- SET TASK 1
In the interview about the recording console, at what voltage per channel does the console process audio?
....
What made you choose this particular console, and were there any close seconds or alternates?
“Nothing even close. It processes audio in a class A format at 90v per channel. A fundamental difference between analogue and digital is that peak and RMS are so vastly separated in the digital domain. When running a line signal from something like ProTools into this console, the huge amount of voltage takes away those high peaks and makes them closer to the RMS signal, which sounds a million times warmer, so now we are able to use digital recording with an analogue desk to create a very deep dynamic and three dimensional sound.”
What about this console makes it so important to you?
“Pretty much the way it processes audio. And the microphone preamps or so vastly advanced. It’s old-school technology with all the knowledge that Rupert Neve has accumulated over his entire career and there’s really nothing that sounds this good.”
Did you use this gear during the recording of LOVE?
“Yes, every stage of the album, from microphone preamps, the equalization stages, and mixing, all happened through this console.”
Do you have a special way that you recreate your album (guitar/vocal/bass) tones in a live setting, or is it more just plug-and-play?
“No, I think I’ve defined that a live performance and a recording are very different things. It’s ok if this song is not exactly the same as long as its performance live suits the song. A live performance has a lot more leeway than a recording. Can’t really turn down a live performance. So everyone’s experiencing it at the same sound pressure level. A recording can be turned down to almost nothing and still be valuable to somebody listening to it, so there have to be moments in that recording that make you want to turn it up.”
....
- SET TASK 2
Arrange the records from their first line through the line holding "pixel 194 309", inclusive, as a Markdown table with the columns Position and Text. Give one row per line and leave out blank lines.
....
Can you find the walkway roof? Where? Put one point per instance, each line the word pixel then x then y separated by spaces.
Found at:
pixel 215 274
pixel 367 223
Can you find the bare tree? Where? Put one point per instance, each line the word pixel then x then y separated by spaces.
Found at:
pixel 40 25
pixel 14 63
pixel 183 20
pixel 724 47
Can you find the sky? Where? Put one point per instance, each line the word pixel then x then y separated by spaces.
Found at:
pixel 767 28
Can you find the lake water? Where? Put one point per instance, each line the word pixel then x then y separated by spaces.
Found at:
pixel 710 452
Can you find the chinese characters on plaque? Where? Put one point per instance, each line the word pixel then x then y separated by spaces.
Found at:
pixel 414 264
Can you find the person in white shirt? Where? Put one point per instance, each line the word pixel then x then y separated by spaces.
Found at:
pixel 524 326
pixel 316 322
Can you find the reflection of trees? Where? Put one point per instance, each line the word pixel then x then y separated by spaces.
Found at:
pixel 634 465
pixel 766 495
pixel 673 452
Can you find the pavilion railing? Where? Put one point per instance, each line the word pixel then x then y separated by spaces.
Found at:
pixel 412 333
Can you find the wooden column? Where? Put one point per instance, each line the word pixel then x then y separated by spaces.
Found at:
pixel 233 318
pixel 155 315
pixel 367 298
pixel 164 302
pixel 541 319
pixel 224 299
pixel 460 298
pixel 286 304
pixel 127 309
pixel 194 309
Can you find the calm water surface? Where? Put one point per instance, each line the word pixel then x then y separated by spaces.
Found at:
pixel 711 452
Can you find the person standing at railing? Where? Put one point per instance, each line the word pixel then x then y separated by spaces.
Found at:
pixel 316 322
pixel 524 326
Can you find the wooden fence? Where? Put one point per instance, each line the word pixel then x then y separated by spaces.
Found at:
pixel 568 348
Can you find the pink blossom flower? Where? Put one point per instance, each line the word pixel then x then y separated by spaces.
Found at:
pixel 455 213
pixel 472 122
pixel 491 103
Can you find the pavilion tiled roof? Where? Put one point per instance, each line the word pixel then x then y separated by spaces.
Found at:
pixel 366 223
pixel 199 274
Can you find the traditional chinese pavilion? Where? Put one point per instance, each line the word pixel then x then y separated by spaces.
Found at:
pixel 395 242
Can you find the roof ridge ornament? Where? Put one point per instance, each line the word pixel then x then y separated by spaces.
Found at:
....
- ANSWER 1
90v per channel

- ANSWER 2
| Position | Text |
|---|---|
| 1 | Can you find the walkway roof? Where? Put one point per instance, each line the word pixel then x then y separated by spaces. |
| 2 | Found at: |
| 3 | pixel 215 274 |
| 4 | pixel 367 223 |
| 5 | Can you find the bare tree? Where? Put one point per instance, each line the word pixel then x then y separated by spaces. |
| 6 | Found at: |
| 7 | pixel 40 25 |
| 8 | pixel 14 63 |
| 9 | pixel 183 20 |
| 10 | pixel 724 47 |
| 11 | Can you find the sky? Where? Put one point per instance, each line the word pixel then x then y separated by spaces. |
| 12 | Found at: |
| 13 | pixel 767 28 |
| 14 | Can you find the lake water? Where? Put one point per instance, each line the word pixel then x then y separated by spaces. |
| 15 | Found at: |
| 16 | pixel 710 452 |
| 17 | Can you find the chinese characters on plaque? Where? Put one point per instance, each line the word pixel then x then y separated by spaces. |
| 18 | Found at: |
| 19 | pixel 414 264 |
| 20 | Can you find the person in white shirt? Where? Put one point per instance, each line the word pixel then x then y separated by spaces. |
| 21 | Found at: |
| 22 | pixel 524 326 |
| 23 | pixel 316 322 |
| 24 | Can you find the reflection of trees? Where? Put one point per instance, each line the word pixel then x then y separated by spaces. |
| 25 | Found at: |
| 26 | pixel 634 465 |
| 27 | pixel 766 495 |
| 28 | pixel 673 452 |
| 29 | Can you find the pavilion railing? Where? Put one point per instance, each line the word pixel then x then y separated by spaces. |
| 30 | Found at: |
| 31 | pixel 412 333 |
| 32 | Can you find the wooden column? Where? Put one point per instance, each line the word pixel then x then y separated by spaces. |
| 33 | Found at: |
| 34 | pixel 233 318 |
| 35 | pixel 155 315 |
| 36 | pixel 367 298 |
| 37 | pixel 164 302 |
| 38 | pixel 541 319 |
| 39 | pixel 224 299 |
| 40 | pixel 460 298 |
| 41 | pixel 286 304 |
| 42 | pixel 127 309 |
| 43 | pixel 194 309 |